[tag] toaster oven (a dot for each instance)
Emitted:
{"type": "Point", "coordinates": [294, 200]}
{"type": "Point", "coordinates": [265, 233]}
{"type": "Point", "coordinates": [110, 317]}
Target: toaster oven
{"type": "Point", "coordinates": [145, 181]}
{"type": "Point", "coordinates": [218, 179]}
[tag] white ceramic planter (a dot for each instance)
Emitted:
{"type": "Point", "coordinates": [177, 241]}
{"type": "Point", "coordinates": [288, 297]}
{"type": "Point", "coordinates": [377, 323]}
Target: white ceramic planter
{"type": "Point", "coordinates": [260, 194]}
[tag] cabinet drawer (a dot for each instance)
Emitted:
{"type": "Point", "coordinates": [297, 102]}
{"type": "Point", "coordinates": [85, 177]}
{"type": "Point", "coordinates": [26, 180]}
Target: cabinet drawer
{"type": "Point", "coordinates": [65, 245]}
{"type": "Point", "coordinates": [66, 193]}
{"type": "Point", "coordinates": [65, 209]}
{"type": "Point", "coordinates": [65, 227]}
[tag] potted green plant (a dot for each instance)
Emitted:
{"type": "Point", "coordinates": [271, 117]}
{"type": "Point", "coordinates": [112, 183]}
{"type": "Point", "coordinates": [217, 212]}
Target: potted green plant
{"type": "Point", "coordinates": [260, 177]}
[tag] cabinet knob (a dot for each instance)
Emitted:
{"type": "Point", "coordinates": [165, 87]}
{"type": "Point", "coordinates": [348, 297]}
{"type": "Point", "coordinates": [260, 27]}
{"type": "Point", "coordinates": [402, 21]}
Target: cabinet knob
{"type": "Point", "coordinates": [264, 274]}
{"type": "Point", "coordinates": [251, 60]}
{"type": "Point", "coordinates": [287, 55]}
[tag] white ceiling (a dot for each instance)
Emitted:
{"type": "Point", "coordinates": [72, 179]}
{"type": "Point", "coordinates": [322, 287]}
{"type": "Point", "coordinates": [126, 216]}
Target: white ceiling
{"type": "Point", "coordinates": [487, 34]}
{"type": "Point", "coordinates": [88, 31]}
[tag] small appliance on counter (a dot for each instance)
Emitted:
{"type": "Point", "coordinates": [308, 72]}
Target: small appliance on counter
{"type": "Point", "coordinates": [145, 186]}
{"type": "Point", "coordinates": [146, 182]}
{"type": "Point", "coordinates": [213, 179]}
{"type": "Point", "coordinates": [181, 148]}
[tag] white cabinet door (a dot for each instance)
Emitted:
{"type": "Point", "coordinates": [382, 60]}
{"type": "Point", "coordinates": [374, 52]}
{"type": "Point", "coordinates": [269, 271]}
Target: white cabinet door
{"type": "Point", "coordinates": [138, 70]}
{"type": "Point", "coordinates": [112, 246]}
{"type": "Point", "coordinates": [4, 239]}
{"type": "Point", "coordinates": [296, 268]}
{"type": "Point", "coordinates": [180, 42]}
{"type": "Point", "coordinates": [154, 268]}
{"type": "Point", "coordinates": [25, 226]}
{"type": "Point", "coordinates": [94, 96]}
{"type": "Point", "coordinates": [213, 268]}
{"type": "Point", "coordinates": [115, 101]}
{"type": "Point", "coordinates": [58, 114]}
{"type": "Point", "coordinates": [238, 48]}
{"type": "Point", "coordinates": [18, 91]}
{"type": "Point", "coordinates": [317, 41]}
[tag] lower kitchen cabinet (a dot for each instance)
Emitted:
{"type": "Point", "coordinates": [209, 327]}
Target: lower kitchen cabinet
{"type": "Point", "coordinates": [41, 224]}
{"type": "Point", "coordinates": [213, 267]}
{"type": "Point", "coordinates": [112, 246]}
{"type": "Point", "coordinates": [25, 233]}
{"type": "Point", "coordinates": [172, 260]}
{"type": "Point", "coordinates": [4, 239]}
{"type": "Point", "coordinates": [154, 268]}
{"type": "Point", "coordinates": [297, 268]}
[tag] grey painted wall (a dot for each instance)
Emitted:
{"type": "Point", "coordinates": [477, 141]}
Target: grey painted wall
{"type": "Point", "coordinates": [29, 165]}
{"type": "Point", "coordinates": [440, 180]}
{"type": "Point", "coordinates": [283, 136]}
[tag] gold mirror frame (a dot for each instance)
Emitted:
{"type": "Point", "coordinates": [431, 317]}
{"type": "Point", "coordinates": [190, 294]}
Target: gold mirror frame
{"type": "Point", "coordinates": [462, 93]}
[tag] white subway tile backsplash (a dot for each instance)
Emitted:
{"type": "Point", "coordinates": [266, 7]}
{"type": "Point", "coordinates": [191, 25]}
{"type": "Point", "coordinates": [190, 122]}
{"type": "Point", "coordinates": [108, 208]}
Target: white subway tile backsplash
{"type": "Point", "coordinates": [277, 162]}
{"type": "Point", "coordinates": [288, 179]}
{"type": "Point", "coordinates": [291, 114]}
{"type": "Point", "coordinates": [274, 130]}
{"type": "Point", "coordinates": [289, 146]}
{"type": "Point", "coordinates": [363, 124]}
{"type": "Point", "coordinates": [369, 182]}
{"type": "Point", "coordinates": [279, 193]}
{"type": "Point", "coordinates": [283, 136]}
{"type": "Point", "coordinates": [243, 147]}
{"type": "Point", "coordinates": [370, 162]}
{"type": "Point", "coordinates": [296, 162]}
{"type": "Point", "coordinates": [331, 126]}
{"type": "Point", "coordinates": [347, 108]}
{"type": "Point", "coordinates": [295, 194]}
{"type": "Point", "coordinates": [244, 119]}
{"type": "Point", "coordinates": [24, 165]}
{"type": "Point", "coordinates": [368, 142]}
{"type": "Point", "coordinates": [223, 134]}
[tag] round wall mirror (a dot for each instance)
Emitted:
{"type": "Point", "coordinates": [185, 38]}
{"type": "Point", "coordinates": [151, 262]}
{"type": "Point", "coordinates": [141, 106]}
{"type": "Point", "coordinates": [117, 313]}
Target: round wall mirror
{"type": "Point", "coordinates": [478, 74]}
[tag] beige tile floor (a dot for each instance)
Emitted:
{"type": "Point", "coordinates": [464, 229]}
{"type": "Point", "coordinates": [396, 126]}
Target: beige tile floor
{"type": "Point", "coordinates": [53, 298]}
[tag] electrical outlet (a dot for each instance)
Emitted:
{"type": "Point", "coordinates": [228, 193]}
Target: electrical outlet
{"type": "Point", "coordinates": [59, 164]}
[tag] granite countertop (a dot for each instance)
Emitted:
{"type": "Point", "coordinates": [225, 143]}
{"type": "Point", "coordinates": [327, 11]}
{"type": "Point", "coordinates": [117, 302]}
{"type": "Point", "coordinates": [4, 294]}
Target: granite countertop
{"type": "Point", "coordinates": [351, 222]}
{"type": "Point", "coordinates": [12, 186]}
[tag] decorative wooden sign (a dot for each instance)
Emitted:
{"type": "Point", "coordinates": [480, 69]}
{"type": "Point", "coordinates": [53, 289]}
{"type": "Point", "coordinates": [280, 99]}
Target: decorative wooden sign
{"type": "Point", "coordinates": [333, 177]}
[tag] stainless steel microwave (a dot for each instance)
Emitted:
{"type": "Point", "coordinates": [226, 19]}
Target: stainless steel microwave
————
* Problem description *
Turn every line of all the entries above into a numbered list, omitting any blank lines.

* Answer below *
1. [tag] toaster oven (a dot for each instance)
2. Emitted:
3. {"type": "Point", "coordinates": [294, 200]}
4. {"type": "Point", "coordinates": [265, 233]}
5. {"type": "Point", "coordinates": [110, 317]}
6. Target: toaster oven
7. {"type": "Point", "coordinates": [145, 181]}
8. {"type": "Point", "coordinates": [218, 179]}
9. [tag] white ceramic planter (a dot for each instance)
10. Emitted:
11. {"type": "Point", "coordinates": [177, 241]}
12. {"type": "Point", "coordinates": [288, 297]}
13. {"type": "Point", "coordinates": [377, 323]}
14. Target: white ceramic planter
15. {"type": "Point", "coordinates": [260, 194]}
16. [tag] cabinet drawer (a dot for each instance)
17. Emitted:
18. {"type": "Point", "coordinates": [297, 102]}
19. {"type": "Point", "coordinates": [85, 177]}
20. {"type": "Point", "coordinates": [26, 180]}
21. Target: cabinet drawer
22. {"type": "Point", "coordinates": [65, 245]}
23. {"type": "Point", "coordinates": [66, 193]}
24. {"type": "Point", "coordinates": [65, 209]}
25. {"type": "Point", "coordinates": [65, 227]}
26. [tag] potted green plant (a dot for each instance)
27. Emitted:
28. {"type": "Point", "coordinates": [271, 117]}
29. {"type": "Point", "coordinates": [112, 183]}
30. {"type": "Point", "coordinates": [217, 212]}
31. Target: potted green plant
32. {"type": "Point", "coordinates": [260, 177]}
33. [tag] cabinet knob (a dot for each instance)
34. Emitted:
35. {"type": "Point", "coordinates": [165, 87]}
36. {"type": "Point", "coordinates": [348, 297]}
37. {"type": "Point", "coordinates": [260, 27]}
38. {"type": "Point", "coordinates": [402, 21]}
39. Target: cabinet knob
40. {"type": "Point", "coordinates": [264, 274]}
41. {"type": "Point", "coordinates": [251, 60]}
42. {"type": "Point", "coordinates": [287, 55]}
43. [tag] white ceiling (a dot for each instance)
44. Emitted:
45. {"type": "Point", "coordinates": [72, 179]}
46. {"type": "Point", "coordinates": [322, 287]}
47. {"type": "Point", "coordinates": [126, 216]}
48. Target: white ceiling
49. {"type": "Point", "coordinates": [487, 34]}
50. {"type": "Point", "coordinates": [88, 31]}
51. [tag] small appliance on counter (a dot for each instance)
52. Emitted:
53. {"type": "Point", "coordinates": [308, 72]}
54. Target: small appliance on counter
55. {"type": "Point", "coordinates": [145, 186]}
56. {"type": "Point", "coordinates": [146, 182]}
57. {"type": "Point", "coordinates": [213, 179]}
58. {"type": "Point", "coordinates": [181, 148]}
59. [tag] white cabinet door (a dot for each instance)
60. Emitted:
61. {"type": "Point", "coordinates": [382, 60]}
62. {"type": "Point", "coordinates": [374, 52]}
63. {"type": "Point", "coordinates": [269, 271]}
64. Target: white cabinet door
65. {"type": "Point", "coordinates": [138, 70]}
66. {"type": "Point", "coordinates": [112, 246]}
67. {"type": "Point", "coordinates": [4, 239]}
68. {"type": "Point", "coordinates": [296, 268]}
69. {"type": "Point", "coordinates": [180, 42]}
70. {"type": "Point", "coordinates": [154, 268]}
71. {"type": "Point", "coordinates": [25, 226]}
72. {"type": "Point", "coordinates": [94, 96]}
73. {"type": "Point", "coordinates": [213, 268]}
74. {"type": "Point", "coordinates": [115, 101]}
75. {"type": "Point", "coordinates": [58, 114]}
76. {"type": "Point", "coordinates": [238, 48]}
77. {"type": "Point", "coordinates": [18, 91]}
78. {"type": "Point", "coordinates": [317, 41]}
79. [tag] lower kitchen cabinet (a dot for each instance)
80. Emitted:
81. {"type": "Point", "coordinates": [209, 327]}
82. Target: lower kitchen cabinet
83. {"type": "Point", "coordinates": [41, 224]}
84. {"type": "Point", "coordinates": [213, 267]}
85. {"type": "Point", "coordinates": [112, 246]}
86. {"type": "Point", "coordinates": [25, 233]}
87. {"type": "Point", "coordinates": [172, 260]}
88. {"type": "Point", "coordinates": [4, 239]}
89. {"type": "Point", "coordinates": [154, 268]}
90. {"type": "Point", "coordinates": [297, 268]}
91. [tag] grey painted wall (a dot for each instance)
92. Emitted:
93. {"type": "Point", "coordinates": [477, 141]}
94. Target: grey painted wall
95. {"type": "Point", "coordinates": [29, 165]}
96. {"type": "Point", "coordinates": [440, 180]}
97. {"type": "Point", "coordinates": [283, 136]}
98. [tag] gold mirror frame (a dot for each instance)
99. Emitted:
100. {"type": "Point", "coordinates": [431, 317]}
101. {"type": "Point", "coordinates": [190, 294]}
102. Target: gold mirror frame
103. {"type": "Point", "coordinates": [462, 93]}
104. [tag] white subway tile backsplash (a dot for each instance)
105. Emitted:
106. {"type": "Point", "coordinates": [266, 7]}
107. {"type": "Point", "coordinates": [191, 25]}
108. {"type": "Point", "coordinates": [190, 122]}
109. {"type": "Point", "coordinates": [108, 208]}
110. Target: white subway tile backsplash
111. {"type": "Point", "coordinates": [277, 162]}
112. {"type": "Point", "coordinates": [288, 179]}
113. {"type": "Point", "coordinates": [291, 114]}
114. {"type": "Point", "coordinates": [274, 130]}
115. {"type": "Point", "coordinates": [289, 146]}
116. {"type": "Point", "coordinates": [363, 124]}
117. {"type": "Point", "coordinates": [369, 182]}
118. {"type": "Point", "coordinates": [279, 193]}
119. {"type": "Point", "coordinates": [283, 136]}
120. {"type": "Point", "coordinates": [243, 147]}
121. {"type": "Point", "coordinates": [370, 162]}
122. {"type": "Point", "coordinates": [296, 162]}
123. {"type": "Point", "coordinates": [331, 126]}
124. {"type": "Point", "coordinates": [347, 108]}
125. {"type": "Point", "coordinates": [295, 194]}
126. {"type": "Point", "coordinates": [244, 119]}
127. {"type": "Point", "coordinates": [24, 165]}
128. {"type": "Point", "coordinates": [368, 142]}
129. {"type": "Point", "coordinates": [223, 134]}
130. [tag] round wall mirror (a dot for each instance)
131. Emitted:
132. {"type": "Point", "coordinates": [185, 38]}
133. {"type": "Point", "coordinates": [151, 262]}
134. {"type": "Point", "coordinates": [141, 106]}
135. {"type": "Point", "coordinates": [117, 313]}
136. Target: round wall mirror
137. {"type": "Point", "coordinates": [478, 74]}
138. [tag] beige tile floor (a dot for each instance)
139. Emitted:
140. {"type": "Point", "coordinates": [464, 229]}
141. {"type": "Point", "coordinates": [396, 126]}
142. Target: beige tile floor
143. {"type": "Point", "coordinates": [53, 298]}
144. [tag] electrical outlet (a dot for each instance)
145. Emitted:
146. {"type": "Point", "coordinates": [228, 193]}
147. Target: electrical outlet
148. {"type": "Point", "coordinates": [59, 164]}
149. [tag] granite countertop (a dot for each instance)
150. Emitted:
151. {"type": "Point", "coordinates": [225, 143]}
152. {"type": "Point", "coordinates": [327, 11]}
153. {"type": "Point", "coordinates": [117, 302]}
154. {"type": "Point", "coordinates": [4, 294]}
155. Target: granite countertop
156. {"type": "Point", "coordinates": [351, 222]}
157. {"type": "Point", "coordinates": [12, 186]}
158. [tag] decorative wooden sign (a dot for each instance)
159. Emitted:
160. {"type": "Point", "coordinates": [480, 69]}
161. {"type": "Point", "coordinates": [53, 289]}
162. {"type": "Point", "coordinates": [280, 99]}
163. Target: decorative wooden sign
164. {"type": "Point", "coordinates": [333, 177]}
165. [tag] stainless steel microwave (a dot for each instance)
166. Emitted:
167. {"type": "Point", "coordinates": [226, 19]}
168. Target: stainless steel microwave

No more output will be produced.